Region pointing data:
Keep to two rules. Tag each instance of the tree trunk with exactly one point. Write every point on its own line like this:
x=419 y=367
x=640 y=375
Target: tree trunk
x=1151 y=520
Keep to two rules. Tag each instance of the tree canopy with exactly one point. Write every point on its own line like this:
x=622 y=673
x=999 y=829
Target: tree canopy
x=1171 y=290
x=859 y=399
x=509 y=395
--
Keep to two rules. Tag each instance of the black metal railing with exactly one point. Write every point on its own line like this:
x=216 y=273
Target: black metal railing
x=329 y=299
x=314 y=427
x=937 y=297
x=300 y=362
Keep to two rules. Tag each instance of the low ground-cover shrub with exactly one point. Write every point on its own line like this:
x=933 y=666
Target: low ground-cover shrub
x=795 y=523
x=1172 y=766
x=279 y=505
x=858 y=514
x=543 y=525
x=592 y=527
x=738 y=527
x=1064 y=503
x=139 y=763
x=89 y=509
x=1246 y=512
...
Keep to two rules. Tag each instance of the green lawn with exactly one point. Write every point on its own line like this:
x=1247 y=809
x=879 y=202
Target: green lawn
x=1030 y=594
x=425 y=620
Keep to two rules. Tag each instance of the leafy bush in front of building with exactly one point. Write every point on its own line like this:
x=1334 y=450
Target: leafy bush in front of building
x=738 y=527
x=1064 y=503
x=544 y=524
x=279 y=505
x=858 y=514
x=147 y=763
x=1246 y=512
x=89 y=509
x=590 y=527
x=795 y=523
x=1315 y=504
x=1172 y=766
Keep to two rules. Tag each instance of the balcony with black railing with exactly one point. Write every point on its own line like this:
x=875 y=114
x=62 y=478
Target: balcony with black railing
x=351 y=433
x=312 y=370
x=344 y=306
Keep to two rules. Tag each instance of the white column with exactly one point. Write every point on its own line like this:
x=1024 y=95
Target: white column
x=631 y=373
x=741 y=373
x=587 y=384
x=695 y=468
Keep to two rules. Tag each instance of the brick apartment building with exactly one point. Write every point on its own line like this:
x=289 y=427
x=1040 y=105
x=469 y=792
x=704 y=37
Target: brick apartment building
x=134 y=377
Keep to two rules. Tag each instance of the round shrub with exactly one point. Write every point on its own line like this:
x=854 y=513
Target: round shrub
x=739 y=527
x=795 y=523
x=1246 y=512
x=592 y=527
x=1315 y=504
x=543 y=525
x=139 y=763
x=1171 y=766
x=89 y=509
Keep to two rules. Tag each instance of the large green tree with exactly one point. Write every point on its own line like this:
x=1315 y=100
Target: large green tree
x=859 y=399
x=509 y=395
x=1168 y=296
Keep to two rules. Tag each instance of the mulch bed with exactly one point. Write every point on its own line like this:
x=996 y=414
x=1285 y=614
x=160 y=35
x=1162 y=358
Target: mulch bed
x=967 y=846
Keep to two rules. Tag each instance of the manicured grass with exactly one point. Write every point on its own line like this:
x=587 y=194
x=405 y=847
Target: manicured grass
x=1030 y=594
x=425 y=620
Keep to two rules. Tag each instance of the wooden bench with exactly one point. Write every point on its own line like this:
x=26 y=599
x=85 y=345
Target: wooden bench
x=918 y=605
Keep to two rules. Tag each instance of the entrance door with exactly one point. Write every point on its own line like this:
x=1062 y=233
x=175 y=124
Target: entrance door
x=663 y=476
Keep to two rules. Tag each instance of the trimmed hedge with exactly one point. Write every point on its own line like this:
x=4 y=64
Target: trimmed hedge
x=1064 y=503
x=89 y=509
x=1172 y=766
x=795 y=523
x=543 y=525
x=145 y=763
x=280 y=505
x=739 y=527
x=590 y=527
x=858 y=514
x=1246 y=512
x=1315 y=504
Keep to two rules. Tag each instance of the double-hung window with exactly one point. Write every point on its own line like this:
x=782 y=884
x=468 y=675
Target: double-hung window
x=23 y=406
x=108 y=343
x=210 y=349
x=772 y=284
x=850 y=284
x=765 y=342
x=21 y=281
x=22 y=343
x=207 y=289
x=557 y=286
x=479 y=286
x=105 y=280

:: Exercise aim ::
Please give back, exactly as it stands above, the stretch from the line with "x=996 y=414" through the line with "x=468 y=675", and no line outside it.

:: Written response ::
x=996 y=414
x=1285 y=614
x=160 y=35
x=1162 y=358
Target: mulch bed
x=967 y=846
Keep to two rules. Tag each instance of the manicured grass with exactly one point. Write every point on its own line like this:
x=587 y=194
x=405 y=847
Target: manicured grass
x=1030 y=594
x=425 y=620
Keep to two rules. Tag each instance of the wooden bench with exactly one point. Write every point on its own line like this:
x=26 y=599
x=85 y=345
Target: wooden bench
x=918 y=605
Keep to two rules. Tag each instance of the entrance door with exactly one point. Write every point on its own line like this:
x=1062 y=233
x=175 y=124
Target: entrance door
x=663 y=476
Keep to two rules. Tag each instance of the trimmed hedge with exactly one point. Write every point on its own line like this:
x=4 y=64
Target: trimmed hedge
x=1064 y=503
x=89 y=509
x=1172 y=766
x=795 y=523
x=543 y=525
x=145 y=763
x=280 y=505
x=739 y=527
x=590 y=527
x=858 y=514
x=1246 y=512
x=1315 y=504
Keep to two rules. Tag each instance of the double-hung window with exactly one point. Write every point on its own line like this:
x=782 y=884
x=468 y=675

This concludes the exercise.